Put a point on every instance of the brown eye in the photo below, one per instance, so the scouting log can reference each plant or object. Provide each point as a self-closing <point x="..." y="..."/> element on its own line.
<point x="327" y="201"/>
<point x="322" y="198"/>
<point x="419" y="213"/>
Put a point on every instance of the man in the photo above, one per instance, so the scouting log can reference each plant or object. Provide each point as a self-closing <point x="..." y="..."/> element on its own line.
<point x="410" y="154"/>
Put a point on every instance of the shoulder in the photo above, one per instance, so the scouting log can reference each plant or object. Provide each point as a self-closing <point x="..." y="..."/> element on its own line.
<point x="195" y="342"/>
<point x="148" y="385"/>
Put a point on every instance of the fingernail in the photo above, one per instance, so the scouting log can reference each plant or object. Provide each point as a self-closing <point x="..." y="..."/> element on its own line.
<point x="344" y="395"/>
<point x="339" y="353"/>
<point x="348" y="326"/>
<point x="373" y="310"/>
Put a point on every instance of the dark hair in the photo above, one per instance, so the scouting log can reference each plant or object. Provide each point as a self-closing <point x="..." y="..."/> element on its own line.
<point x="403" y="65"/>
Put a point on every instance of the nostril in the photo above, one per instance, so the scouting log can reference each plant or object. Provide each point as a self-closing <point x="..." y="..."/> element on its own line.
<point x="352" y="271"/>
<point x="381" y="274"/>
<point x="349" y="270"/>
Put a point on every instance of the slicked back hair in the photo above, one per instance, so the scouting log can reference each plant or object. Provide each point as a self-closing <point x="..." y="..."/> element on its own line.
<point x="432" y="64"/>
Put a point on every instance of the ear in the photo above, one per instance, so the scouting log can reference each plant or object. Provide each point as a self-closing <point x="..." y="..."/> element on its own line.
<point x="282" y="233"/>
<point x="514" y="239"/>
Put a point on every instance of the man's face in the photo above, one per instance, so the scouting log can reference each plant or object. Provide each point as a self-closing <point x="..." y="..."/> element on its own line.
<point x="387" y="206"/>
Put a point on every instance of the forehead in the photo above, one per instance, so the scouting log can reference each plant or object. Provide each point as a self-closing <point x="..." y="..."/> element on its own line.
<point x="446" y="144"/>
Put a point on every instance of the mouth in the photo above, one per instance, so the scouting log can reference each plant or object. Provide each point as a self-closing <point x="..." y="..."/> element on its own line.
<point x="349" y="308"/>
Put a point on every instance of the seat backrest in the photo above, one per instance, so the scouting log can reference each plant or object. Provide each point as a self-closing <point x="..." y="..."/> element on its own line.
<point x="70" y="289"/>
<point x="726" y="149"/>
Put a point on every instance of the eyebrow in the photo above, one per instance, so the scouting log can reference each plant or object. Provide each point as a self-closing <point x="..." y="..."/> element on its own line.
########
The answer must be an exact reproduction of all the records.

Put a point on every instance of the brown eye in the photo below, one per instance, so the scouting log can reference each plant or object. Provide each point as a self-closing <point x="..." y="..."/> element on its own line.
<point x="327" y="201"/>
<point x="322" y="198"/>
<point x="419" y="213"/>
Put a point on every instance of the man in the photo above, one per instance, so the scouting log can reference each plant or object. Provide each point as a self-closing <point x="..." y="..."/> element on its own line.
<point x="410" y="154"/>
Put a point on every instance of the shoulder in the photo above, one per instance, so the scouting log can reference each plant or object. Provide each point as a self-closing <point x="..." y="..."/> element on its own line.
<point x="195" y="342"/>
<point x="148" y="385"/>
Put a point on every instance of the fingernail in the photo above, one per instance, so the scouting log can reference each plant or object. Provide each point as a self-closing <point x="..." y="..."/> element on its own line.
<point x="344" y="395"/>
<point x="339" y="353"/>
<point x="348" y="326"/>
<point x="373" y="310"/>
Put a point on every instance of the dark hair in the photo above, one per instance, so the scouting log can reference each plant or object. Provide each point as a self-closing <point x="..." y="..."/> element on its own line.
<point x="403" y="65"/>
Put a point on every instance of the nostril in the photo above, one per instance, so the scouting log can reference each plant or object. Provide each point as a self-closing <point x="..." y="..."/> element on its own line.
<point x="352" y="271"/>
<point x="381" y="274"/>
<point x="349" y="270"/>
Put a point on every instance of the slicked back hair in the photo above, one per instance, so the scouting log can reference each plant or object. Provide each point as a self-closing <point x="..." y="..."/> element on its own line.
<point x="432" y="64"/>
Put a point on every instance of the ear in the photo above, one per instance, so the scouting log can reference each plant or object. Provide each point as a self-closing <point x="..." y="..."/> element on its own line.
<point x="282" y="233"/>
<point x="514" y="239"/>
Put a point on every instance of the man's face in the photo above, one per instance, so the scouting log can reference each plant or object. Provide each point as a self-closing <point x="..." y="..."/> element on its own line.
<point x="387" y="206"/>
Put a point on every instance of the forehead in the photo above, one per instance, so the scouting log can reference each plant or object. Provide each point as a self-closing <point x="..." y="..."/> element on its own line.
<point x="446" y="144"/>
Put a point on every instance of the mouth in the photo above, one per instance, so the scouting log can reference each plant or object. Provide each point as a self-closing <point x="..." y="..."/> element on its own line.
<point x="349" y="308"/>
Put a point on every instance of the seat backrest in the photo above, one per instance, so the scouting log can reference each plant or object. Provide each point as a self-closing <point x="..." y="..."/> element on its own line.
<point x="70" y="289"/>
<point x="726" y="149"/>
Put a point on every instance of the eyebrow in the photo above, one per instance, so the scouting log can reference each plant or object. Provide each point as a self-closing <point x="..." y="..."/> element on its own line.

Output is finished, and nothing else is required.